[Selected excerpt]:

Wednesday, December 5, 2018

Non-Racist Examples Of The Children's Parody Song "Jingle Bells Shotgun Shells"

Edited by Azizi Powell

This is Part I of a two part pancocojams series that provides (word only) non-racist examples of the children's* parody song "Jingle Bells Shotgun Shells".

Non-racist and racist versions of "Jingle Bells Shotgun Shells" are part of a large group of parodies of the late 19th century "Jingle Bells" song.

Part I showcases some non-racist children's parody examples of the song "Jingle Bells" that are entitled "Jingle Bells Shotgun Shells".

Click for Part II of this pancocojams series. Part II showcases some racist children's examples of "Jingle Bells Shotgun Shells".

Part II also highlights a racist parody of the "Jingle Bell" song that was sung by a pre-teen or teenage White girl on a 2012 YouTube video (That video isn't embedded in that post nor is a link given.)

In addition, Part II presents information about the parody of "Jingle Bells" that was sung by two New Hampshire high school students on December 4, 2018.

Note: Most of this post was originally published December 3, 2018 with the title Online Examples Of The Children's Parody Rhyme "Jingle Bells Shotgun Shells" From The Southern Region Of The United States.

I divided that post into two parts (non-racist examples and racist examples) to make it easier to find examples of those sub-categories.

I also sub-divided this compilation because I'm mindful of the fact that some schools and community centers prohibit any content that includes pejorative references such as what is commonly known as "the n word", even if that word is never fully spelled out on this pancocojams blog.

In contrast to my original post on these songs, this post includes some examples of "Jingle Bells Shotgun Shells" that come from other regions of the United States than the South as well as examples of these parodies that are posted online without any geographic location.

DISCLAIMER: This compilation is not meant to be a comprehensive collection of "Jingle Bells Shotgun Shells" children's rhymes. Also, note that this compilation doesn't include adult examples of "Jingle Bells Shotgun Shells".

*"Children" here means about 5 years old to 19 years old (teenagers/youth).

The content of this post is presented for folkloric and socio-cultural purposes.

All copyrights remain with their owners.

Thanks to all those who are quoted in this post and thanks to the authors of blog posts or internet articles who encouraged their site visitors to share examples and reminded them to include where and when they first chanted or heard specific examples of these rhymes.

"Jingle Bell Shotgun Shells" is the title of children's songs or rhymes which are subsets of parodies of the late 19th century song "Jingle Bells".

Other children's parodies of "Jingle Bells" include "Jingle Bells Santa Smells" and the very popular "Jingle Bells Santa Smells". "Jingle Bells Shotgun Shells" and "Jingle Bells Santa Smells" predate "Jingle Bells Batman Smells", but all three of these parodies (and more) appear to still be sung in 2018.

[Information shown]:
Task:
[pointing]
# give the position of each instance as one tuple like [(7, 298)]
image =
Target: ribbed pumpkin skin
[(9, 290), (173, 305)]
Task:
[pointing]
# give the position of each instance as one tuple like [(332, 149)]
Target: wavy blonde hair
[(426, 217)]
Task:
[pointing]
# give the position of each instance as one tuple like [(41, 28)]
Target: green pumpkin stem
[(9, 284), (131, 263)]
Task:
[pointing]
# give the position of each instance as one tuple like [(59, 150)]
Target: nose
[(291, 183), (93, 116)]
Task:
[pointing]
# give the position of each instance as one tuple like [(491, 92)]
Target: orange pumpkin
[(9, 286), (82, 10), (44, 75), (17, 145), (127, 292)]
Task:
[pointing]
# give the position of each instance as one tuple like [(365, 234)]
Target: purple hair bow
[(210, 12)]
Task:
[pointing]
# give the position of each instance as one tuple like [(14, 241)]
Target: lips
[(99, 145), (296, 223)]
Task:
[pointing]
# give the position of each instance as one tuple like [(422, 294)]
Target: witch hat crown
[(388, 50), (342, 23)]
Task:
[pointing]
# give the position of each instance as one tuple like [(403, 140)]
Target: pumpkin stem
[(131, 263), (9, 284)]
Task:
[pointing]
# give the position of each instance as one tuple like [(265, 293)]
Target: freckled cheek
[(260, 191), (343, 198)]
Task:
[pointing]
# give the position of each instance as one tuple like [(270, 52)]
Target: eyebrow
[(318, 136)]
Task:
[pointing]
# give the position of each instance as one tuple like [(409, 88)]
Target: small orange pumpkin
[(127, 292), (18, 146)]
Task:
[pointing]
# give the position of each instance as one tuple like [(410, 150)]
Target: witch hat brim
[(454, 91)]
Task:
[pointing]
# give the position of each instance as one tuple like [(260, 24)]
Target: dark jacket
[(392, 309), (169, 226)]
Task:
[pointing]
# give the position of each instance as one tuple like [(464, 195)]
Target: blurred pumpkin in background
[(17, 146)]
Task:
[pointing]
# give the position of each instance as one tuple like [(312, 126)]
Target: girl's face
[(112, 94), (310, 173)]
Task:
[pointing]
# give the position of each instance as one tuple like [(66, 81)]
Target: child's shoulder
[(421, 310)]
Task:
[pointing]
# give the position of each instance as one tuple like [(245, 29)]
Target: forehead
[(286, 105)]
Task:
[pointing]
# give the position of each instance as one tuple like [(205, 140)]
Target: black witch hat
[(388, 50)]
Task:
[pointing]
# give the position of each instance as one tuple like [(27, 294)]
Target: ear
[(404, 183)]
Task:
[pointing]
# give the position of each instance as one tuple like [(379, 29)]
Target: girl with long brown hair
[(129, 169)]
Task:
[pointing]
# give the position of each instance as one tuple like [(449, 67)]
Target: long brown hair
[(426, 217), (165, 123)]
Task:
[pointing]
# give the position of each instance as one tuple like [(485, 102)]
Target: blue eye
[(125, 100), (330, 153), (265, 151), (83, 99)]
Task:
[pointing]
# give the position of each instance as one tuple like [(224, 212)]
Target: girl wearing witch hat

[Aim of the task]: Write out, word for word, the portion of the post on "Jingle Bells Shotgun Shells" parodies between "Thanks to all" and "sung in 2018.", inclusive.

[Correct output]:
Thanks to all those who are quoted in this post and thanks to the authors of blog posts or internet articles who encouraged their site visitors to share examples and reminded them to include where and when they first chanted or heard specific examples of these rhymes.

"Jingle Bell Shotgun Shells" is the title of children's songs or rhymes which are subsets of parodies of the late 19th century song "Jingle Bells".

Other children's parodies of "Jingle Bells" include "Jingle Bells Santa Smells" and the very popular "Jingle Bells Santa Smells". "Jingle Bells Shotgun Shells" and "Jingle Bells Santa Smells" predate "Jingle Bells Batman Smells", but all three of these parodies (and more) appear to still be sung in 2018.